● What to work on
A. According to the rainforest walk account, whose song made up most of the birdsong the group heard?
B. Pick up the rainforest walk account right after its final sentence and carry it forward.

(Passage Opens)

The next day we arranged for Faustin’s nephew Fitzroy to take six of us on a walk through the rainforest up to an impressive waterfall. There were Carol and Bob from Oasis and Dave and Chisholm from Pantine, along with Bob and me.
Fitzroy had a similar respect for the wonders of Dominica as Faustin has. He was an excellent guide. He recognized many bird calls and pointed out to us that the main birdsong we were hearing was that of parrots. They were all around us! After straining and straining to see them in the canopy of leaves, two parrots took flight and shocked all of us with their bright flash of color. No one got a photograph.
This is the forest we walked through. Sometimes there were openings to the sky as here, and sometimes we were in deep shade with the canopy of the trees about 150 feet above the ground.
Looking up into the upper story where plants get the most light, we could see many orchids and bromeliads growing on the tree trunks, as well as huge vines.
In the deep shade there was plenty of plant life too.
There were places with great vistas–
And places so deep in the understory that it drew our focus into the details.
There are even wild amaryllis in the sunnier parts of the rainforest.
Bob and I were particularly on the lookout to see orchids and tree ferns, and there were plenty of both. There are traditional uses for tree ferns in Dominican culture. What we know it best for is a planting material for epiphytic orchids. Fitzroy was surprised to learn that is all we used it for back home.
Tree ferns are very ancient plants, older than humans.

(Passage Closes)
(Data under study Opens)

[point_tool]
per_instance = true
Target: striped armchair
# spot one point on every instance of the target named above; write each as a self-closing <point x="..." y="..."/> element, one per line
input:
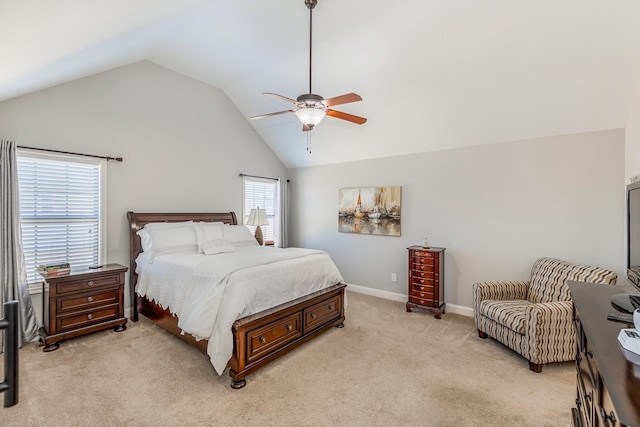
<point x="534" y="317"/>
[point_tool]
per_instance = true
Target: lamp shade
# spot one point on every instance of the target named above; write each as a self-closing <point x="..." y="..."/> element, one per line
<point x="310" y="116"/>
<point x="257" y="217"/>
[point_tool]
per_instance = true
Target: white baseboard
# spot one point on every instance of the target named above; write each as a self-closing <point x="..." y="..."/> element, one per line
<point x="393" y="296"/>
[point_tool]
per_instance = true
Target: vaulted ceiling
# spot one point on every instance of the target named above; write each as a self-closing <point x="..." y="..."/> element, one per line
<point x="433" y="74"/>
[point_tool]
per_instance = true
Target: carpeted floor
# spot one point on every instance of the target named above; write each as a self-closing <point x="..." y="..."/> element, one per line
<point x="385" y="368"/>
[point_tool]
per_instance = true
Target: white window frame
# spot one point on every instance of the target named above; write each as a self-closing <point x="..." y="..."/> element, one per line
<point x="36" y="287"/>
<point x="245" y="211"/>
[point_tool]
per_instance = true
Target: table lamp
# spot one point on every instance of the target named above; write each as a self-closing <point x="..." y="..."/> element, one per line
<point x="258" y="217"/>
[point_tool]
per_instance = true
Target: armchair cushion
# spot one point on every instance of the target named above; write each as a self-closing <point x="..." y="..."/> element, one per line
<point x="550" y="332"/>
<point x="510" y="313"/>
<point x="549" y="279"/>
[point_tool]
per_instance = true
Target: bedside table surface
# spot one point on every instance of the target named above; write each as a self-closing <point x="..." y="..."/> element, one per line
<point x="78" y="273"/>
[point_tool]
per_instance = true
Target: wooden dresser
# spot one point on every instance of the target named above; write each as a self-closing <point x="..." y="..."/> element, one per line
<point x="82" y="302"/>
<point x="607" y="385"/>
<point x="426" y="279"/>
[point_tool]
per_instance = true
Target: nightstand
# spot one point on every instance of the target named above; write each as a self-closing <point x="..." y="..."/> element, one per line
<point x="82" y="302"/>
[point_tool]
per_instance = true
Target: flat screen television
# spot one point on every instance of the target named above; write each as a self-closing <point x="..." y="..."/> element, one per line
<point x="629" y="302"/>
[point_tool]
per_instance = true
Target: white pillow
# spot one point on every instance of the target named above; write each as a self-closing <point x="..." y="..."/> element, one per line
<point x="181" y="237"/>
<point x="208" y="231"/>
<point x="145" y="239"/>
<point x="239" y="235"/>
<point x="216" y="246"/>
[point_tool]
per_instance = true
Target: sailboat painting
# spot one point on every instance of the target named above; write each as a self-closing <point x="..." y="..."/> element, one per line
<point x="369" y="210"/>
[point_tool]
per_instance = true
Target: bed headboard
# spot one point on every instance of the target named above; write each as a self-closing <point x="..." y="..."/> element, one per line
<point x="139" y="220"/>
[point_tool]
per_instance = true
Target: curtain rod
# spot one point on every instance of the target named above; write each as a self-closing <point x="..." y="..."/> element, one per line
<point x="117" y="159"/>
<point x="262" y="177"/>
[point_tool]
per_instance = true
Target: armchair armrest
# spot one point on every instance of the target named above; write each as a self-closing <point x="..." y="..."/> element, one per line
<point x="551" y="335"/>
<point x="503" y="290"/>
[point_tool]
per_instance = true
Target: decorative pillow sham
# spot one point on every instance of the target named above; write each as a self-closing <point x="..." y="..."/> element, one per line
<point x="169" y="238"/>
<point x="216" y="246"/>
<point x="208" y="231"/>
<point x="239" y="235"/>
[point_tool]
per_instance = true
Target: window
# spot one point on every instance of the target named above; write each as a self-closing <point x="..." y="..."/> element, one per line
<point x="260" y="193"/>
<point x="60" y="210"/>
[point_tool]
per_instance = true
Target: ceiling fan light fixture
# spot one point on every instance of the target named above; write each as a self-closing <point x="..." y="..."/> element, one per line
<point x="310" y="116"/>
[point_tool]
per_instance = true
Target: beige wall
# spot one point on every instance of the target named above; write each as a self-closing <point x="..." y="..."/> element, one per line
<point x="183" y="142"/>
<point x="632" y="137"/>
<point x="496" y="208"/>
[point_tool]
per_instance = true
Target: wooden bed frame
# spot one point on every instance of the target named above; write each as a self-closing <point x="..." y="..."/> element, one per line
<point x="257" y="339"/>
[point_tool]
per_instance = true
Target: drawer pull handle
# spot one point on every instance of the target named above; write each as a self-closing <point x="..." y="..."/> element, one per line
<point x="607" y="417"/>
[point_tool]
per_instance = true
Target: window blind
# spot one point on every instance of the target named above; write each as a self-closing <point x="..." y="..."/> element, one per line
<point x="260" y="193"/>
<point x="60" y="212"/>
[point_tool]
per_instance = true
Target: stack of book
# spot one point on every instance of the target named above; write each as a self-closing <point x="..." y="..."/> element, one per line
<point x="58" y="269"/>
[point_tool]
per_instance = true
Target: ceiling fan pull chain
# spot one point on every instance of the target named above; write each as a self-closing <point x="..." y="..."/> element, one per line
<point x="310" y="39"/>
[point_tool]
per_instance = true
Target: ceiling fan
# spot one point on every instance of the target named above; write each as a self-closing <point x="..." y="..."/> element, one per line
<point x="312" y="108"/>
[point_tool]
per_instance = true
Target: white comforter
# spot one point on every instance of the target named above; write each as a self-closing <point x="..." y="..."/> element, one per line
<point x="210" y="292"/>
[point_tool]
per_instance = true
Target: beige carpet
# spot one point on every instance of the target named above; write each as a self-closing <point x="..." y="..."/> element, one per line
<point x="385" y="368"/>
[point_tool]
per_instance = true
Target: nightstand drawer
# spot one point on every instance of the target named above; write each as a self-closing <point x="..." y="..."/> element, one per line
<point x="423" y="267"/>
<point x="87" y="300"/>
<point x="423" y="260"/>
<point x="428" y="302"/>
<point x="87" y="318"/>
<point x="423" y="294"/>
<point x="423" y="288"/>
<point x="419" y="281"/>
<point x="88" y="284"/>
<point x="425" y="254"/>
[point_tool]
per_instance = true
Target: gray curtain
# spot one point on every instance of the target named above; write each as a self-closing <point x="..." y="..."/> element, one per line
<point x="281" y="229"/>
<point x="13" y="274"/>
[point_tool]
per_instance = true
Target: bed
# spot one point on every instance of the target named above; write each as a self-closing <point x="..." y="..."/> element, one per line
<point x="257" y="337"/>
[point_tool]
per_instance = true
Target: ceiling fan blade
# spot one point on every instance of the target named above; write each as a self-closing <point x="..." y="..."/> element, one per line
<point x="284" y="98"/>
<point x="345" y="116"/>
<point x="342" y="99"/>
<point x="273" y="114"/>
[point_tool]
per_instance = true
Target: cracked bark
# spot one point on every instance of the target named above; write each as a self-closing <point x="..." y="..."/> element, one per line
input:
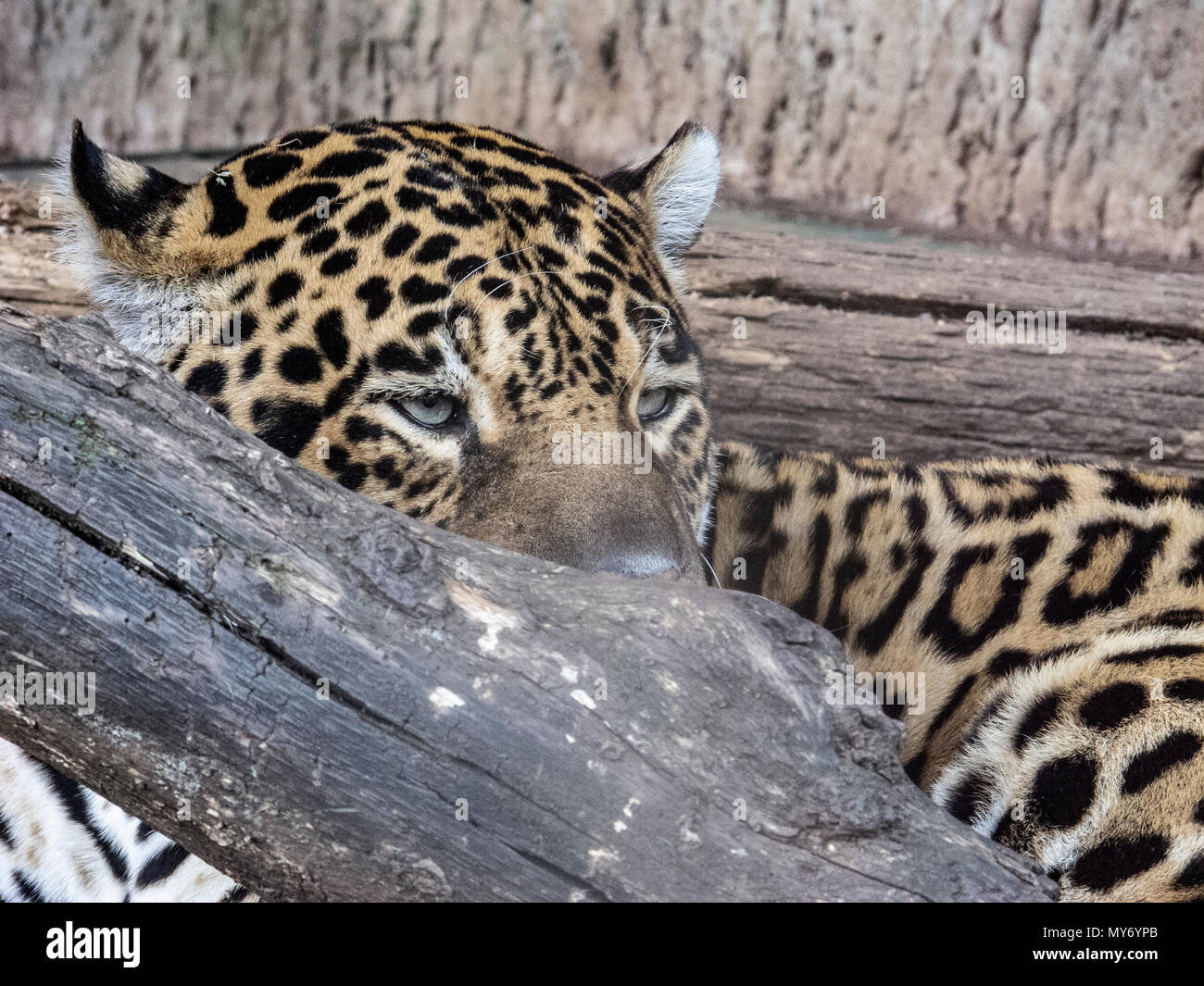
<point x="458" y="677"/>
<point x="846" y="342"/>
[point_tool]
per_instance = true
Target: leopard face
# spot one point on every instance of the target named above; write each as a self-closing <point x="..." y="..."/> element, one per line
<point x="446" y="319"/>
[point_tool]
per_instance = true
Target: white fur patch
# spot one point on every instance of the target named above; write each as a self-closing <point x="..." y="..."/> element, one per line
<point x="682" y="191"/>
<point x="133" y="305"/>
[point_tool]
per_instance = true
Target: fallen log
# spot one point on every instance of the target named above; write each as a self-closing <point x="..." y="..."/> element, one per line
<point x="330" y="701"/>
<point x="830" y="344"/>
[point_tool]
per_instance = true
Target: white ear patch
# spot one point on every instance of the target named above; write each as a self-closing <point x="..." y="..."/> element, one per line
<point x="141" y="306"/>
<point x="681" y="188"/>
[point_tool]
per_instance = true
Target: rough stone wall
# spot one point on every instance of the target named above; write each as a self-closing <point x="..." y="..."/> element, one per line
<point x="825" y="104"/>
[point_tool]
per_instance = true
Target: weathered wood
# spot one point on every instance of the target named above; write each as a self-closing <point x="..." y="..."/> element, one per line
<point x="851" y="342"/>
<point x="847" y="342"/>
<point x="1055" y="121"/>
<point x="213" y="586"/>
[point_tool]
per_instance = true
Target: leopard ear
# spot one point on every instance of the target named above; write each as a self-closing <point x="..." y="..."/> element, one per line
<point x="119" y="237"/>
<point x="675" y="188"/>
<point x="119" y="196"/>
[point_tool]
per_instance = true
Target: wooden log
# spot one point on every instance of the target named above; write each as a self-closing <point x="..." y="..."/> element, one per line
<point x="354" y="705"/>
<point x="847" y="342"/>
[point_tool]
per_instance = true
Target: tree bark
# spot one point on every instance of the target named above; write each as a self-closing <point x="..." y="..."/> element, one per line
<point x="847" y="342"/>
<point x="356" y="705"/>
<point x="1066" y="124"/>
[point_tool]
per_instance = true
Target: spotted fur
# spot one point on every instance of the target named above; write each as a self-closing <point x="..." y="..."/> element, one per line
<point x="374" y="271"/>
<point x="378" y="268"/>
<point x="1056" y="613"/>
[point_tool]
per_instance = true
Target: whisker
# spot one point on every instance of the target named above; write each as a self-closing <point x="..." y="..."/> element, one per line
<point x="530" y="273"/>
<point x="646" y="352"/>
<point x="446" y="307"/>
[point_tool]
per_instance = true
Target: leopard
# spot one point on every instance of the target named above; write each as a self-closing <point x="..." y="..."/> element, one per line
<point x="422" y="311"/>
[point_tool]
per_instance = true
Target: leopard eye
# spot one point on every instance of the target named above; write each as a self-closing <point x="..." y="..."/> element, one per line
<point x="429" y="409"/>
<point x="655" y="404"/>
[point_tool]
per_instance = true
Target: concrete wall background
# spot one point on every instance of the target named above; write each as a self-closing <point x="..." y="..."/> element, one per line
<point x="843" y="100"/>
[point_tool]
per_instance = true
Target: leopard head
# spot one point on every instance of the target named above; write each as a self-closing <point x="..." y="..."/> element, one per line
<point x="446" y="319"/>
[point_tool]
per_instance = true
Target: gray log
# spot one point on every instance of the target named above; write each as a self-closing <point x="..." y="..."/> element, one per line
<point x="213" y="586"/>
<point x="826" y="105"/>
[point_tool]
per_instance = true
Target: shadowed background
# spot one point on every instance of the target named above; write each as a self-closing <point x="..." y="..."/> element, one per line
<point x="820" y="106"/>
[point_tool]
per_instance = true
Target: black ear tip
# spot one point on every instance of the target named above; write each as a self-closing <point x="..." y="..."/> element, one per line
<point x="85" y="156"/>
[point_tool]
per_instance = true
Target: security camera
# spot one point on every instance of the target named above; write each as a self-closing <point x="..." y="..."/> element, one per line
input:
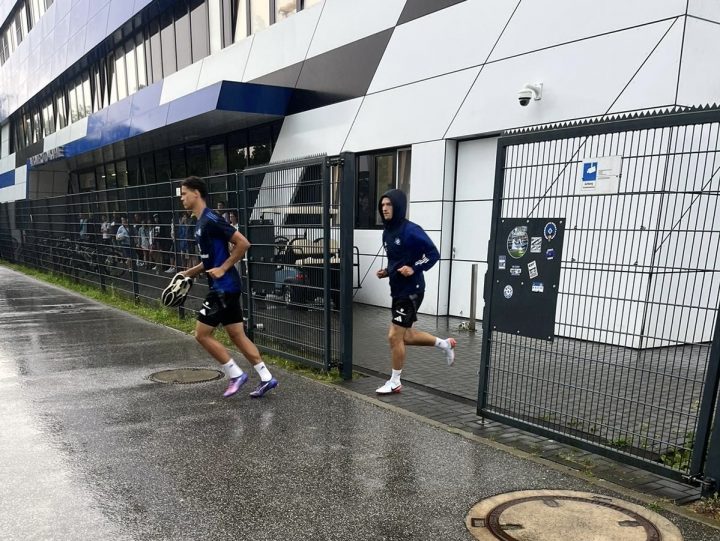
<point x="528" y="92"/>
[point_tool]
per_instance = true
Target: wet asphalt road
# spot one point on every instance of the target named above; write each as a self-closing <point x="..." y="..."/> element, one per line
<point x="90" y="448"/>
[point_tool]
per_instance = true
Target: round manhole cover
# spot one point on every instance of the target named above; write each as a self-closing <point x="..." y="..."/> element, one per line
<point x="549" y="515"/>
<point x="186" y="375"/>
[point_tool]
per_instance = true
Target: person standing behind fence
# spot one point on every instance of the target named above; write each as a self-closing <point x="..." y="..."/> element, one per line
<point x="105" y="230"/>
<point x="410" y="253"/>
<point x="222" y="304"/>
<point x="123" y="238"/>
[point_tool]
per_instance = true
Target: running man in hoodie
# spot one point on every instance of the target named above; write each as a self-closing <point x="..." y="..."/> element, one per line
<point x="410" y="253"/>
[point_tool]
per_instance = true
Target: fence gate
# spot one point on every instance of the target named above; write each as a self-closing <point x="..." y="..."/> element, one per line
<point x="298" y="216"/>
<point x="600" y="325"/>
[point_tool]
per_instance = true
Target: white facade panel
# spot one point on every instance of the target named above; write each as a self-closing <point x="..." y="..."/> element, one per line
<point x="472" y="230"/>
<point x="427" y="172"/>
<point x="460" y="292"/>
<point x="316" y="131"/>
<point x="345" y="21"/>
<point x="492" y="104"/>
<point x="226" y="65"/>
<point x="405" y="114"/>
<point x="476" y="169"/>
<point x="655" y="85"/>
<point x="424" y="48"/>
<point x="181" y="83"/>
<point x="706" y="9"/>
<point x="427" y="214"/>
<point x="281" y="45"/>
<point x="545" y="23"/>
<point x="699" y="77"/>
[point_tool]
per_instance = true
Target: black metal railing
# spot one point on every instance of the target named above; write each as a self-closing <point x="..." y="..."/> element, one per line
<point x="632" y="370"/>
<point x="290" y="212"/>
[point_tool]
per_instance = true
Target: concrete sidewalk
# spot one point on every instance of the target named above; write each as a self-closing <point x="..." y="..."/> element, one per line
<point x="91" y="448"/>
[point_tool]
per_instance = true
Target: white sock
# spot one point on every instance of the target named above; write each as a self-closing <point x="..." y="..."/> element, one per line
<point x="231" y="369"/>
<point x="263" y="372"/>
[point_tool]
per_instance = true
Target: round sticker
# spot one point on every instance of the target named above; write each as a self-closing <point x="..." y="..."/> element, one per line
<point x="518" y="242"/>
<point x="550" y="230"/>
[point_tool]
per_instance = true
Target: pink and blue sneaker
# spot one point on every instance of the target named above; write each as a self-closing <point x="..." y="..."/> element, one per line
<point x="235" y="384"/>
<point x="264" y="387"/>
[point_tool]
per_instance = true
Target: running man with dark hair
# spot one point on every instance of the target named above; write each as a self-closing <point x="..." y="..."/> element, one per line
<point x="222" y="304"/>
<point x="410" y="252"/>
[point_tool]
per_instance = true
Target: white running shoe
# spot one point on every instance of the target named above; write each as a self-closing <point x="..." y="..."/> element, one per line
<point x="450" y="352"/>
<point x="390" y="387"/>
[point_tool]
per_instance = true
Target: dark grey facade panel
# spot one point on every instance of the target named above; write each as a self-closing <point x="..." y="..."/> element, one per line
<point x="341" y="74"/>
<point x="414" y="9"/>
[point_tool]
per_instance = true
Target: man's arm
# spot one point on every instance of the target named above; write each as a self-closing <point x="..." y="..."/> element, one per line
<point x="240" y="247"/>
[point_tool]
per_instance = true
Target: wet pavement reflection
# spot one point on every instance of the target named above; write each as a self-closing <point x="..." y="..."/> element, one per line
<point x="91" y="448"/>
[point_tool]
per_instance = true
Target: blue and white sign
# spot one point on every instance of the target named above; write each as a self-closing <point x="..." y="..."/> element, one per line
<point x="599" y="175"/>
<point x="589" y="171"/>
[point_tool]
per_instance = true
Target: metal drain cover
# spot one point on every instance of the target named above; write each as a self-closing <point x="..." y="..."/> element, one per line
<point x="549" y="515"/>
<point x="186" y="375"/>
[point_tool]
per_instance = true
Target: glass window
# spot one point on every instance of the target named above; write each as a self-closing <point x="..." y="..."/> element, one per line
<point x="120" y="74"/>
<point x="111" y="175"/>
<point x="182" y="35"/>
<point x="199" y="26"/>
<point x="133" y="172"/>
<point x="155" y="53"/>
<point x="148" y="169"/>
<point x="178" y="168"/>
<point x="74" y="111"/>
<point x="162" y="166"/>
<point x="101" y="178"/>
<point x="241" y="20"/>
<point x="377" y="173"/>
<point x="365" y="207"/>
<point x="218" y="159"/>
<point x="167" y="37"/>
<point x="19" y="33"/>
<point x="37" y="126"/>
<point x="197" y="160"/>
<point x="403" y="173"/>
<point x="87" y="181"/>
<point x="259" y="15"/>
<point x="131" y="67"/>
<point x="140" y="60"/>
<point x="61" y="110"/>
<point x="237" y="151"/>
<point x="87" y="96"/>
<point x="121" y="174"/>
<point x="227" y="21"/>
<point x="284" y="8"/>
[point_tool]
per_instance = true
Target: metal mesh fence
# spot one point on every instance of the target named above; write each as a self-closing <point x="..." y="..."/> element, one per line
<point x="134" y="239"/>
<point x="292" y="214"/>
<point x="638" y="293"/>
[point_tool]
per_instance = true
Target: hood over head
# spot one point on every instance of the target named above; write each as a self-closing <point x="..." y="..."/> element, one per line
<point x="399" y="201"/>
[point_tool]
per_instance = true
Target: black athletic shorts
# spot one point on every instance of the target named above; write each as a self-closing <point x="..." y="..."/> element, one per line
<point x="220" y="308"/>
<point x="404" y="309"/>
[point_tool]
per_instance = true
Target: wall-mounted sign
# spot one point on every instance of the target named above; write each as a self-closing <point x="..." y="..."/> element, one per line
<point x="47" y="156"/>
<point x="599" y="175"/>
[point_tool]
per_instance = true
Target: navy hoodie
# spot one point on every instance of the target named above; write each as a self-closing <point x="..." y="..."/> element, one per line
<point x="406" y="243"/>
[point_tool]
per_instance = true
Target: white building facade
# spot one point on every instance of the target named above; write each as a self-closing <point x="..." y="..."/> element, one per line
<point x="419" y="90"/>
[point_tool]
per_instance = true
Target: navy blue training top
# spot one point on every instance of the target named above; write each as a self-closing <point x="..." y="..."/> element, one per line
<point x="213" y="234"/>
<point x="406" y="243"/>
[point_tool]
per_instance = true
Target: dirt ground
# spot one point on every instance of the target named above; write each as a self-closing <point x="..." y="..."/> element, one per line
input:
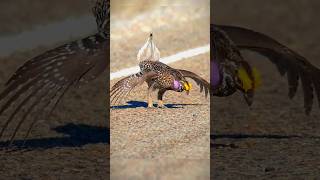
<point x="169" y="143"/>
<point x="273" y="138"/>
<point x="73" y="142"/>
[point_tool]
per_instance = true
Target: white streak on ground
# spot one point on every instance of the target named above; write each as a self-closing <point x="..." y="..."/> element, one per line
<point x="167" y="60"/>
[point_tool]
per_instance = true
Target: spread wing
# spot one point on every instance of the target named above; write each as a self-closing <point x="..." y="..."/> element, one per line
<point x="40" y="83"/>
<point x="287" y="61"/>
<point x="124" y="86"/>
<point x="202" y="83"/>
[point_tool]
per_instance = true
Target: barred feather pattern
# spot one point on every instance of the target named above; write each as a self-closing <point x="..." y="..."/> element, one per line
<point x="288" y="62"/>
<point x="39" y="84"/>
<point x="158" y="76"/>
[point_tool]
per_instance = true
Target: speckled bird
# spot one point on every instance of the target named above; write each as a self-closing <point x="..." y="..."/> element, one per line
<point x="230" y="72"/>
<point x="39" y="84"/>
<point x="157" y="75"/>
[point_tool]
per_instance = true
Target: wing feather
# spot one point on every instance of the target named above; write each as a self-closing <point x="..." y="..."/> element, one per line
<point x="286" y="60"/>
<point x="124" y="86"/>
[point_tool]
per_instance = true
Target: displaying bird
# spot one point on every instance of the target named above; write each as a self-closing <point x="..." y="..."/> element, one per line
<point x="230" y="72"/>
<point x="39" y="84"/>
<point x="157" y="75"/>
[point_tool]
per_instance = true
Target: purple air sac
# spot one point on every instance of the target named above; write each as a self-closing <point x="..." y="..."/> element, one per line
<point x="176" y="84"/>
<point x="215" y="74"/>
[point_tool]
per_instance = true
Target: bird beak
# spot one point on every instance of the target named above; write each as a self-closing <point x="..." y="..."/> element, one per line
<point x="187" y="87"/>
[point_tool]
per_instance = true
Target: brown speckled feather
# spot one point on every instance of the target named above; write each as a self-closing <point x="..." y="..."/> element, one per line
<point x="39" y="84"/>
<point x="287" y="61"/>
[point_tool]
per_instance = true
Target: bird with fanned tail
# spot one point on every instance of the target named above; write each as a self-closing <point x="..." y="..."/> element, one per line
<point x="157" y="75"/>
<point x="230" y="72"/>
<point x="39" y="84"/>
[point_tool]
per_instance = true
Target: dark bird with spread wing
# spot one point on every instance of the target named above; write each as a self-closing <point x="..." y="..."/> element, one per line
<point x="230" y="72"/>
<point x="157" y="75"/>
<point x="38" y="85"/>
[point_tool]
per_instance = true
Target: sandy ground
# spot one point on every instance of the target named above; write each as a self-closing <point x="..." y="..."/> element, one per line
<point x="273" y="138"/>
<point x="170" y="143"/>
<point x="72" y="144"/>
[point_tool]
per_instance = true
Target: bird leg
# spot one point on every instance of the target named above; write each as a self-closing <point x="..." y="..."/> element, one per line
<point x="150" y="103"/>
<point x="160" y="96"/>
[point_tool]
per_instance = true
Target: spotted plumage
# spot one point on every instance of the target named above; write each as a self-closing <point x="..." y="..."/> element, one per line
<point x="158" y="76"/>
<point x="230" y="72"/>
<point x="39" y="84"/>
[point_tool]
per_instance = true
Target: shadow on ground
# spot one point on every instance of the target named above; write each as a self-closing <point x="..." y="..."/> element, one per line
<point x="76" y="135"/>
<point x="141" y="104"/>
<point x="214" y="137"/>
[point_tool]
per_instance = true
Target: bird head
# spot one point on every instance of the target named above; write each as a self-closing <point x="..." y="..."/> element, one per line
<point x="180" y="86"/>
<point x="149" y="51"/>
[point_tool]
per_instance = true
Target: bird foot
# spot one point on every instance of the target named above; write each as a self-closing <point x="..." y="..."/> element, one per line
<point x="160" y="104"/>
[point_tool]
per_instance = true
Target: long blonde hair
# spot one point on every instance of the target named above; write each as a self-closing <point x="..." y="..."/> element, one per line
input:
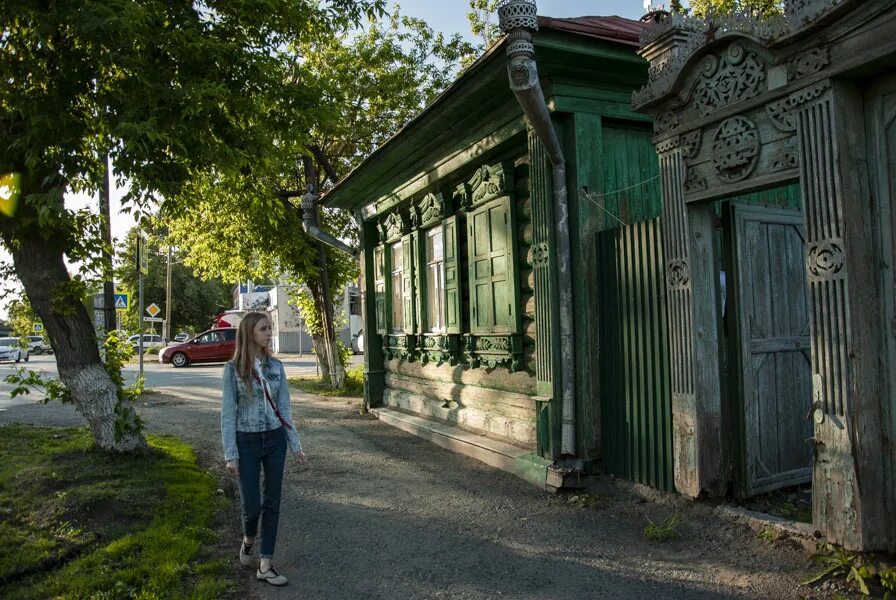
<point x="244" y="355"/>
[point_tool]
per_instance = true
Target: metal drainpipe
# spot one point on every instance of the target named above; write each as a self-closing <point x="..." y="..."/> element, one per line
<point x="518" y="19"/>
<point x="309" y="224"/>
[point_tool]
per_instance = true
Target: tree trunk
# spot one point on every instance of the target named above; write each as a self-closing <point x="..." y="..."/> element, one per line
<point x="322" y="356"/>
<point x="320" y="306"/>
<point x="57" y="301"/>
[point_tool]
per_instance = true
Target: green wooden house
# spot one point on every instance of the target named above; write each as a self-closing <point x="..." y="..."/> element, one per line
<point x="459" y="266"/>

(Data under study Closes)

● Exercise results
A. Parrots.

B.
There were plenty of orchids too. Bob was thrilled to find a few brassavola nodosa in bloom on his previous walk, and plenty that would soon be blooming. We saw lots of orchids on our walk to the waterfall, but none in bloom. There were some very tiny orchids and some very large terrestial orchids.
The goal of our walk through the rainforest was a large waterfall. The path we followed crossed the river several times, the final time involved swinging across the river on a large vine, Tarzan style. Here is Bob swinging through the air.
And we’re on our way to the waterfall along the relatively dry river. The rainy season will come in another couple of months. That is our guide Fitzroy in the distance.
You can see how high it is based on how small our fellow travelers are!
Along the edges of the forest there are houses and small farms, places where the locals have burned a bit of the rainforest to create a small plot for growing their own food. Here are lots of banana trees, coconut palms, and plots of vegetables. This plot which was labor intensive to start is for a type of yam vine. Each tuber was planted into its own mound of soil.
And the locals are growing coffee plants and cocoa plants. This is a branch of unripe coffee beans.
–and a branch of rather ripe cocoa seeds. Inside these pods are strands of thick cocoa. I bought some in the market and they have a deep chocolate aroma.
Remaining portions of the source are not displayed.